Distress Calls and the Black Arts Movement



Bracey, John H. Jr., Sonia Sanchez, and James Smethurst, eds. SOS --Calling All Black People: A Black Arts Movement Reader.  Amherst: University of Massachusetts Press, 2014.



In discussions of literary and cultural periodicity, there is no consensus regarding the beginning and ending points of the Black Arts Movement.  At best, one can say the enterprise occurred between 1960 and 1980.  It persuaded significant numbers of Negroes (colored people) to call themselves Blacks, Afro-Americans, or African Americans. Adopting new terms of identity was not a total erasure of the marker “Negro” or the more imprecise marker “colored people,” because the NAACP didn’t swiftly become the NAAAA or the NAABP. The change was psychological, not a merely cosmetic substitution of racial markers. Some of the positive attitudes and values forged by the BAM can still be found in certain manifestations of hip hop ideologies.


The change was at once political, cultural, and social.   It  strengthened resolve to work more assiduously for the realization of political aims implicit in the long struggle for human rights called the Civil Rights Movement, an actualization that confused desegregation with integration. For some Blacks, the establishment of Black Power was of greater importance than changes in law that adjusted interpretations of the United States Constitution and gave birth to new legal remedies and policies.  It encouraged a stronger embrace, for some but not all Black Americans, of the social science fiction of cultural unity (the Black Community or the Black Nation), and it produced indelible changes in conception of the primal myth of the American Dream and its systemic entrapments; it sponsored recognition of the Amerikkkan Nightmare, a horror  that had (and still has) a racialized impact on the everyday lives of American citizens.

> Data section
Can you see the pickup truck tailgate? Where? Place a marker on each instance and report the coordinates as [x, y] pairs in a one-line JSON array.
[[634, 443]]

> To do
(a) According to the excerpt on the Black Arts Movement, between which years did the movement occur, at best?
(b) Reproduce the Black Arts Movement text starting with "Bracey, John H." and going on through "Massachusetts Press, 2014.", renaming "Reader" as "Anthology".

> Answers
(a) Between 1960 and 1980.

(b)
Bracey, John H. Jr., Sonia Sanchez, and James Smethurst, eds. SOS --Calling All Black People: A Black Arts Movement Anthology.  Amherst: University of Massachusetts Press, 2014.